** BEGIN DATASET ENTRIES **

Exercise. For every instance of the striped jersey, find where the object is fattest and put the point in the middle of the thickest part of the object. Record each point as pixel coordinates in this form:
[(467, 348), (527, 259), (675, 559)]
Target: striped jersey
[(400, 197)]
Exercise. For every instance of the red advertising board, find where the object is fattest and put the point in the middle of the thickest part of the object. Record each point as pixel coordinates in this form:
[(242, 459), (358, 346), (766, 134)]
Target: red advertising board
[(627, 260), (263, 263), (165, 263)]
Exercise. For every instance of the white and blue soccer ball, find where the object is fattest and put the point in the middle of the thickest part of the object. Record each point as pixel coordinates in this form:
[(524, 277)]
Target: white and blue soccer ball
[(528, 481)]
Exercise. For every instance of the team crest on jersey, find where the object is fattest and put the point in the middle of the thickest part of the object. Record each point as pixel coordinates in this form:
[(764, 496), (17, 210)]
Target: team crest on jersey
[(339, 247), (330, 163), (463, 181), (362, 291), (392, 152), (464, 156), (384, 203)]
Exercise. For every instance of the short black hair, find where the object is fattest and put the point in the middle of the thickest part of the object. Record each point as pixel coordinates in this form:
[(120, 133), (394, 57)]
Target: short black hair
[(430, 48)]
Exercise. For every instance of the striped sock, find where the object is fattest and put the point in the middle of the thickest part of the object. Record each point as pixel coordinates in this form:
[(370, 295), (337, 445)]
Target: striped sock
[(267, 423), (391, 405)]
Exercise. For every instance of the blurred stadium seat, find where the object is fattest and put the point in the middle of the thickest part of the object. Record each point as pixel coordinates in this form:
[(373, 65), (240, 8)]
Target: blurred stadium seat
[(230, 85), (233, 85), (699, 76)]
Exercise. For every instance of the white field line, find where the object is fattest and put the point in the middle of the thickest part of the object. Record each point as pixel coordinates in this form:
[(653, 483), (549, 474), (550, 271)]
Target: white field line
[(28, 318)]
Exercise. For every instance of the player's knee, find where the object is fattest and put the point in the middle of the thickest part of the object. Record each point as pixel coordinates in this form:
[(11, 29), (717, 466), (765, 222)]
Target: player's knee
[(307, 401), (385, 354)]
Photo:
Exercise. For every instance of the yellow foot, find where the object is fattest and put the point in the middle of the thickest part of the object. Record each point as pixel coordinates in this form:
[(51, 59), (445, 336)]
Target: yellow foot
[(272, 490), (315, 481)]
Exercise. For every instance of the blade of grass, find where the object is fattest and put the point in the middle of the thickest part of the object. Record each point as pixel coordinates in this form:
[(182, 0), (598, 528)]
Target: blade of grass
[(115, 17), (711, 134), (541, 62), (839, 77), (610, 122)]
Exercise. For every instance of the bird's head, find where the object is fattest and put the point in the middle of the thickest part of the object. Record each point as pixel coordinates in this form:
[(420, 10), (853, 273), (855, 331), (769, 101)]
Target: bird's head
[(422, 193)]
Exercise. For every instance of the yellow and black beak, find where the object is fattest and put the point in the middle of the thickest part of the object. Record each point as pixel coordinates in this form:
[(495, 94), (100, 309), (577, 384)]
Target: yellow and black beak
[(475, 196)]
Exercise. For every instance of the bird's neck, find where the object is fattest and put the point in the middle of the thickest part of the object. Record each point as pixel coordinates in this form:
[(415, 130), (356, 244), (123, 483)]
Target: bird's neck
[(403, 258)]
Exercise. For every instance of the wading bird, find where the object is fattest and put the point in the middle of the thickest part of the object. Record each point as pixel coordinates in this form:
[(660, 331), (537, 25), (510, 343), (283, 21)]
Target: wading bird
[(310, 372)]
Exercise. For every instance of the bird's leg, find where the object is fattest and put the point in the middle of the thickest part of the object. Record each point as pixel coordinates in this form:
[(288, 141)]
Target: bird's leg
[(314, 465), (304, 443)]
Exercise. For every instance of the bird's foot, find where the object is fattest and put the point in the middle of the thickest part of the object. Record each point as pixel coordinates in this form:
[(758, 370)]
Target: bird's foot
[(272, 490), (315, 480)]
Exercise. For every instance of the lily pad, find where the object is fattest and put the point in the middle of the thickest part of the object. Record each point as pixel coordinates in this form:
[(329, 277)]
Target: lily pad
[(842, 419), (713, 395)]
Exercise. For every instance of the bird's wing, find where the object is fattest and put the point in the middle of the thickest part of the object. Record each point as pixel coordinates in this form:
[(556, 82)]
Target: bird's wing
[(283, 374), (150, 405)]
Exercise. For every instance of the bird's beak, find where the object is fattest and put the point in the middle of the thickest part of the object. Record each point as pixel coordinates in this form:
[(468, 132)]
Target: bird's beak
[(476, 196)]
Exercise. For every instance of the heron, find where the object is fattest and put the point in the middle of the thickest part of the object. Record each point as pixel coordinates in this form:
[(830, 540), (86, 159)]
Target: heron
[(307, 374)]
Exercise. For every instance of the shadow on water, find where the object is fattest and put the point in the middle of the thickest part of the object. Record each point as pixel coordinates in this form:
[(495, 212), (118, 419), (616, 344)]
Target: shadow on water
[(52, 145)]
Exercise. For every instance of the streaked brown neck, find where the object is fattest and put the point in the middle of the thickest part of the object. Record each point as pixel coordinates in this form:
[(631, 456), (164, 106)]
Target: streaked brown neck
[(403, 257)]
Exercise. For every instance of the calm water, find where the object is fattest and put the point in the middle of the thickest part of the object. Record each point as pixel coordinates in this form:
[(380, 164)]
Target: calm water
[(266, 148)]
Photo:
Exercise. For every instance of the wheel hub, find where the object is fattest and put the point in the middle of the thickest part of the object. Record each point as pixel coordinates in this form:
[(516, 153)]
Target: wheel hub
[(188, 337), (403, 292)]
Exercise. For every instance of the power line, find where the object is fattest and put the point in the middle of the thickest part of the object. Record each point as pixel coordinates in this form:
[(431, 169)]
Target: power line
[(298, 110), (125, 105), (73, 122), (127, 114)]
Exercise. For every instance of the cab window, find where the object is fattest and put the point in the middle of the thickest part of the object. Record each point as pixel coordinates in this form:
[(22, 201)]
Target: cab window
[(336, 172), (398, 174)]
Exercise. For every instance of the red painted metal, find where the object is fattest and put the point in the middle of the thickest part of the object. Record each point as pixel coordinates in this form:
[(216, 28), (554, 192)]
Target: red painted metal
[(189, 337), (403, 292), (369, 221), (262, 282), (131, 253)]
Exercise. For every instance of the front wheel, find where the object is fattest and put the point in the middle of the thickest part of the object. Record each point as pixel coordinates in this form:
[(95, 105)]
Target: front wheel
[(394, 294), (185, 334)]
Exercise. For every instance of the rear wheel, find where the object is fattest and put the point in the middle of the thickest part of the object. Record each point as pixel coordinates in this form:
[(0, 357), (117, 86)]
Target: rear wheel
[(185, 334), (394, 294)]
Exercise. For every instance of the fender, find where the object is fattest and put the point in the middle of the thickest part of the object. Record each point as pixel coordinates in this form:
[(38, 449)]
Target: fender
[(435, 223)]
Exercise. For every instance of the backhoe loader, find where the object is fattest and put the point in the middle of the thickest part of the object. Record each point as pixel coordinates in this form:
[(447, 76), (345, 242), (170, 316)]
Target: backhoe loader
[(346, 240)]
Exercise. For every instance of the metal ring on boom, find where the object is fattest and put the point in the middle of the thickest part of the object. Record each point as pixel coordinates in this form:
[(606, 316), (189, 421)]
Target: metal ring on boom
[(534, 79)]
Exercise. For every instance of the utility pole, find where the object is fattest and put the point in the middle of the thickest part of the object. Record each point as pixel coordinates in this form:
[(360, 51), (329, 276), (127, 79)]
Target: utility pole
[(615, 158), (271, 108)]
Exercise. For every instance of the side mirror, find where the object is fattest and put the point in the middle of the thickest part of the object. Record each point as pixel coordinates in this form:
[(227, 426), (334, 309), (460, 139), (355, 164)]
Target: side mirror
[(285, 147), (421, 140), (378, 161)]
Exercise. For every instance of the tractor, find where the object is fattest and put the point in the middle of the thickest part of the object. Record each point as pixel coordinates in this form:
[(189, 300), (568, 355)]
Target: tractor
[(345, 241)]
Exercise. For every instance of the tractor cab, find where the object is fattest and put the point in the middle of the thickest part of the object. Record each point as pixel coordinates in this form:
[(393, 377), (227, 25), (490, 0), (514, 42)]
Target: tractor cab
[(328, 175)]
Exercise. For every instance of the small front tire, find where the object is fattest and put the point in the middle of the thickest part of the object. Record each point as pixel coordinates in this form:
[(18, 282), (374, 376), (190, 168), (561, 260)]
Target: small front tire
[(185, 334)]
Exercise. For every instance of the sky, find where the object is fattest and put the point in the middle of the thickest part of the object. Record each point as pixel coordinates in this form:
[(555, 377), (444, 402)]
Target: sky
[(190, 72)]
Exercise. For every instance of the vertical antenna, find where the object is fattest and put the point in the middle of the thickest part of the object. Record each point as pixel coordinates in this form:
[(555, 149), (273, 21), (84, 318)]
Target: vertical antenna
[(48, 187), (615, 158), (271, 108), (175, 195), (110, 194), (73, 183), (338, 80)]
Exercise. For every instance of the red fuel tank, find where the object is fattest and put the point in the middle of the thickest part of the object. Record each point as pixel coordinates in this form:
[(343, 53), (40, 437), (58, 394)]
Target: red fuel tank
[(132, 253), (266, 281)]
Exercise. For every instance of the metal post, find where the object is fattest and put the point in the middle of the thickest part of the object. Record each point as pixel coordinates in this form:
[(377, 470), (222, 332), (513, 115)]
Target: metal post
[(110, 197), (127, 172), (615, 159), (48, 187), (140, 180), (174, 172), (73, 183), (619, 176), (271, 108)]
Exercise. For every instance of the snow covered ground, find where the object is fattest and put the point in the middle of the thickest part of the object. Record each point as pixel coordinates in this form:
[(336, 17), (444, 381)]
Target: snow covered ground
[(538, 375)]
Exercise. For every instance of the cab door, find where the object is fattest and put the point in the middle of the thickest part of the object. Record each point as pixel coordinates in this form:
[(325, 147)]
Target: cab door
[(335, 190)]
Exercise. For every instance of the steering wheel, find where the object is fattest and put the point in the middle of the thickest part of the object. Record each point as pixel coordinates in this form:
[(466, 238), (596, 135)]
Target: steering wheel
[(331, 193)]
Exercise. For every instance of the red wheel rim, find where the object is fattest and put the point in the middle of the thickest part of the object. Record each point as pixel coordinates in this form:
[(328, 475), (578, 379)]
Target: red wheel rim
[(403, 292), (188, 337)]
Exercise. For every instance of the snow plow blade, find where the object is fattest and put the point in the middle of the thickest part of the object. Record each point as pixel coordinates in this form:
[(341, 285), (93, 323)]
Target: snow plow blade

** END DATASET ENTRIES **

### WRITTEN TASK
Print the records exactly from the first line through the line containing "[(400, 197)]", including that line, and nothing more.

### CORRECT RESPONSE
Exercise. For every instance of the striped jersey, find where the object is fattest and put the point in the middle of the thickest part of the object. Record each point as pixel coordinates in this form:
[(467, 348), (527, 259), (675, 559)]
Target: striped jersey
[(400, 197)]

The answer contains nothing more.